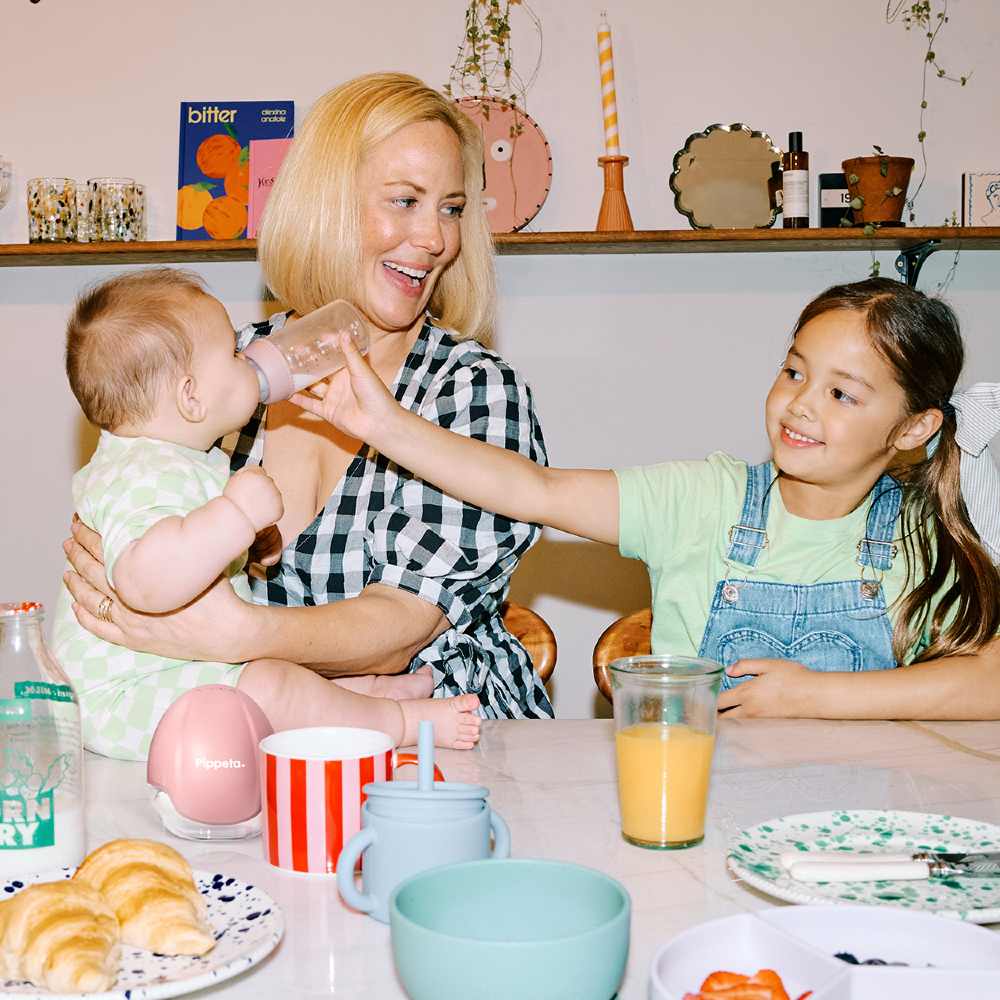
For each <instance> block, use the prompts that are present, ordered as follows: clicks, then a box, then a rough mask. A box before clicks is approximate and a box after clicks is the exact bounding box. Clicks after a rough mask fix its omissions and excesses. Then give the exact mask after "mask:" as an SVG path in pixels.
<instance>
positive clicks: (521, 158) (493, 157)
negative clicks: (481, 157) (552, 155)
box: [458, 97, 552, 233]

• _Assigned task_
Skip the pictures, then write out every entry exactly.

• _Solution_
For each <instance> block, use the prompts that are present, ordered as follows: clicks, then a box, then a rough mask. A box before clicks is approximate and a box after clicks is the exact bounding box. Clicks after a rough mask fix its omissions and excesses. Then give the exact mask after "mask:" as an SVG path in pixels.
<instance>
positive clicks: (521, 158) (493, 157)
negative clicks: (481, 157) (552, 155)
box: [458, 97, 552, 233]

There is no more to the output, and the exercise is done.